**YOUR TASK:** Extract all of the entries and set them down verbatim.

— start of DATASET —

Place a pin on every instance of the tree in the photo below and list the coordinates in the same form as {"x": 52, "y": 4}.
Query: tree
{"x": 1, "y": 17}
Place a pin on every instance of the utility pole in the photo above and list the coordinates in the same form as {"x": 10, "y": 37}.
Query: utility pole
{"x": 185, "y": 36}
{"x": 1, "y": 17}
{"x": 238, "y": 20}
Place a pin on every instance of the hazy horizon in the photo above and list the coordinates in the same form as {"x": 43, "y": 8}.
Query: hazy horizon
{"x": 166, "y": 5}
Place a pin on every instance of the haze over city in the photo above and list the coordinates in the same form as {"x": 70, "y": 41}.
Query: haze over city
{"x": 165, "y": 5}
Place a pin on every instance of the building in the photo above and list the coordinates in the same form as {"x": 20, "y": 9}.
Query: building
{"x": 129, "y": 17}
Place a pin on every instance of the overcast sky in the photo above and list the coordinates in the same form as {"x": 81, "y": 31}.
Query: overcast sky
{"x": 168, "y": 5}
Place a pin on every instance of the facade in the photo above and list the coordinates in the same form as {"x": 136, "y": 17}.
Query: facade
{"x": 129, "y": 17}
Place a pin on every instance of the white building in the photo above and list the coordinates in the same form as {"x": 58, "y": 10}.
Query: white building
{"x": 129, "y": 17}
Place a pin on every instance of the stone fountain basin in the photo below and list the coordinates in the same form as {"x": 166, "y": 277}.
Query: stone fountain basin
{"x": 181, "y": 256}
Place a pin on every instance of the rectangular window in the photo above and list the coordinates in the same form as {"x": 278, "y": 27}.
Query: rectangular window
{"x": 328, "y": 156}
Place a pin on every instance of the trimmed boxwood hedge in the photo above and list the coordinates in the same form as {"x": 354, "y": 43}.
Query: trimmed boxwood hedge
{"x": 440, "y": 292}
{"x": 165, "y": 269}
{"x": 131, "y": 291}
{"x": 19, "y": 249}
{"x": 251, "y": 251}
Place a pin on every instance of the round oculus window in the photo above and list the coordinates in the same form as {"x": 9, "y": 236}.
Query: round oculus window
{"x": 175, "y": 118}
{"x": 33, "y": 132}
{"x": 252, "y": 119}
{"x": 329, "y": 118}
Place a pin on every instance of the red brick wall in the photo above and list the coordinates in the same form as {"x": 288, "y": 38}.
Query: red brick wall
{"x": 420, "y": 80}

— end of DATASET —

**COMPLETED TASK:**
Place a pin on every instance of the tree in the photo below and list the coordinates in the same form as {"x": 52, "y": 4}.
Query: tree
{"x": 1, "y": 17}
Place a pin on every instance of the utility pole in the photo above and list the coordinates in the same form as {"x": 10, "y": 37}.
Query: utility pole
{"x": 185, "y": 36}
{"x": 1, "y": 17}
{"x": 238, "y": 20}
Place a pin on every instance of the hazy horizon in the photo above and list the coordinates in the same form as {"x": 43, "y": 8}.
Query: hazy horizon
{"x": 166, "y": 5}
Place a pin on every instance of the haze over city in the photo above and list the coordinates in the same form as {"x": 70, "y": 41}.
Query: haze over city
{"x": 165, "y": 5}
Place a pin on every instance of the building in the photo above and list the coordinates in the same form as {"x": 20, "y": 9}.
Query: building
{"x": 129, "y": 17}
Place a pin on every instance of the overcast sky in the photo above and list the coordinates in the same form as {"x": 81, "y": 31}.
Query: overcast sky
{"x": 168, "y": 5}
Place a pin on every instance of the facade in the photo above and list the coordinates in the same form as {"x": 136, "y": 17}.
Query: facade
{"x": 129, "y": 17}
Place a pin on every instance of the white building in the photo above and list the coordinates in the same form as {"x": 58, "y": 10}.
Query: white building
{"x": 129, "y": 17}
Place a pin on every instance of the stone fountain basin in the photo below and list the coordinates in the same form as {"x": 166, "y": 277}.
Query: stone fountain basin
{"x": 181, "y": 256}
Place a pin on every instance of the rectangular window in the photo above and list the coordinates in the same form as {"x": 278, "y": 27}.
Query: rectangular window
{"x": 328, "y": 156}
Place a pin on every instance of the trimmed boxwood hedge in the photo above and list the coordinates in the same form as {"x": 354, "y": 43}.
Query: trimmed boxwood hedge
{"x": 440, "y": 292}
{"x": 165, "y": 269}
{"x": 131, "y": 291}
{"x": 19, "y": 249}
{"x": 251, "y": 251}
Place a pin on every instance of the round oculus window in the photo above and list the coordinates in the same form as {"x": 9, "y": 236}.
Query: round oculus window
{"x": 175, "y": 118}
{"x": 33, "y": 132}
{"x": 252, "y": 119}
{"x": 329, "y": 118}
Place a pin on every instance of the red brick wall in the photo above and list the coordinates in the same form as {"x": 288, "y": 38}.
Query: red brick wall
{"x": 420, "y": 80}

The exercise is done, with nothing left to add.